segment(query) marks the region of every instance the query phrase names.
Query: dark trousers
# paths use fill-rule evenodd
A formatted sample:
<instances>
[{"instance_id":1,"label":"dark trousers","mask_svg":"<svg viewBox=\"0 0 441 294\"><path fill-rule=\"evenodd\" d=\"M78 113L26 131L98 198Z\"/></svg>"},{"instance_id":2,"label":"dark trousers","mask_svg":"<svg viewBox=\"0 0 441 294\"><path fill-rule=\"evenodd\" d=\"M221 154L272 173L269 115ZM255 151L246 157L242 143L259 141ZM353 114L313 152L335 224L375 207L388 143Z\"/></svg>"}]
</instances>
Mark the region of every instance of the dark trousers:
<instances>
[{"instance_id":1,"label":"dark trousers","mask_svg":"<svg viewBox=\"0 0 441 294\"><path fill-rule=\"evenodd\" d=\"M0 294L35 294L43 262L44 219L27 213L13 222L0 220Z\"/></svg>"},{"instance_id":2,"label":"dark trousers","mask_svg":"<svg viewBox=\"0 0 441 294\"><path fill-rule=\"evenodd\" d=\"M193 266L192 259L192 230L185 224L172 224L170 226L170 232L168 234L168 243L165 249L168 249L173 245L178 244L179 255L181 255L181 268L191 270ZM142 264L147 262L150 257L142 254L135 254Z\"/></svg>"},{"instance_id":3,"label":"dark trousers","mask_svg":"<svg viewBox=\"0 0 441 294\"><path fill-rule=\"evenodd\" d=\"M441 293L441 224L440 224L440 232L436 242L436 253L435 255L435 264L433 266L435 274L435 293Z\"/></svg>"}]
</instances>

......

Short problem
Your task is to quote all of the data word for word.

Task response
segment(query) marks the region of every instance the query phrase names.
Query: dark trousers
# paths use fill-rule evenodd
A formatted sample:
<instances>
[{"instance_id":1,"label":"dark trousers","mask_svg":"<svg viewBox=\"0 0 441 294\"><path fill-rule=\"evenodd\" d=\"M78 113L26 131L98 198Z\"/></svg>"},{"instance_id":2,"label":"dark trousers","mask_svg":"<svg viewBox=\"0 0 441 294\"><path fill-rule=\"evenodd\" d=\"M221 154L272 173L269 115ZM255 151L246 157L242 143L259 141ZM353 114L313 152L335 224L375 207L388 143Z\"/></svg>"}]
</instances>
Mark the region of every instance of the dark trousers:
<instances>
[{"instance_id":1,"label":"dark trousers","mask_svg":"<svg viewBox=\"0 0 441 294\"><path fill-rule=\"evenodd\" d=\"M0 294L35 294L43 262L44 219L27 213L13 222L0 220Z\"/></svg>"},{"instance_id":2,"label":"dark trousers","mask_svg":"<svg viewBox=\"0 0 441 294\"><path fill-rule=\"evenodd\" d=\"M193 266L192 259L192 230L185 224L172 224L170 226L170 232L168 234L168 243L165 249L168 249L173 245L178 244L179 255L181 255L181 268L191 270ZM142 264L147 262L150 257L142 254L135 254Z\"/></svg>"},{"instance_id":3,"label":"dark trousers","mask_svg":"<svg viewBox=\"0 0 441 294\"><path fill-rule=\"evenodd\" d=\"M441 293L441 224L440 224L440 232L436 242L436 253L435 255L435 264L433 266L435 274L435 293Z\"/></svg>"}]
</instances>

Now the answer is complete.